**Directions**.
Copy the records below word for word, starting at the first line and going on through the line that contains "261L34 330L121 527L336".

[Contour annotation records]
-- -- --

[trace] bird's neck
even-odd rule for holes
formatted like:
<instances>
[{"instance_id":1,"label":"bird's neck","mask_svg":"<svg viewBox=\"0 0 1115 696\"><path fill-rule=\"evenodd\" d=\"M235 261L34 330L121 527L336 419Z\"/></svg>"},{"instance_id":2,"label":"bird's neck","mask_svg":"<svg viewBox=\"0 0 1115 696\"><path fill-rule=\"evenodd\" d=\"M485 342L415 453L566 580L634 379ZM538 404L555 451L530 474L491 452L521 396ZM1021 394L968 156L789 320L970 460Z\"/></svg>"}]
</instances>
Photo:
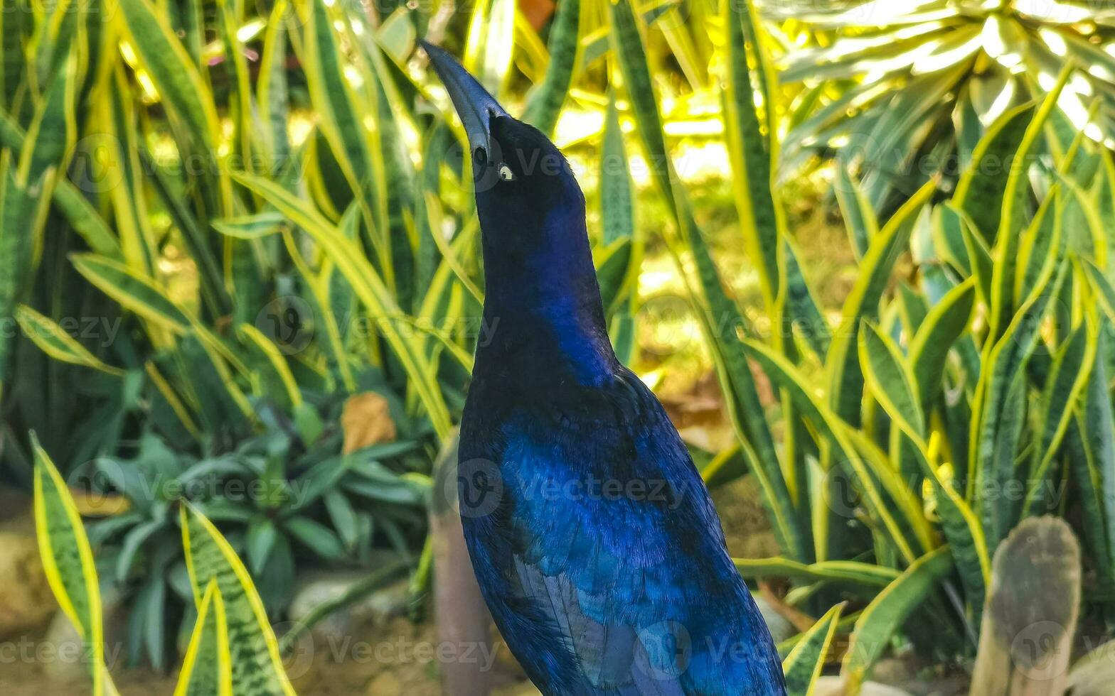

-- -- --

**Answer below**.
[trace] bird's neck
even-odd rule for holes
formatted like:
<instances>
[{"instance_id":1,"label":"bird's neck","mask_svg":"<svg viewBox=\"0 0 1115 696\"><path fill-rule=\"evenodd\" d=\"M235 261L34 330L121 527L336 419Z\"/></svg>"},{"instance_id":2,"label":"bird's neck","mask_svg":"<svg viewBox=\"0 0 1115 696\"><path fill-rule=\"evenodd\" d=\"M485 342L415 453L566 580L634 379ZM538 404L555 451L530 474L491 452L521 396ZM1021 394L968 156L789 320L970 460Z\"/></svg>"}]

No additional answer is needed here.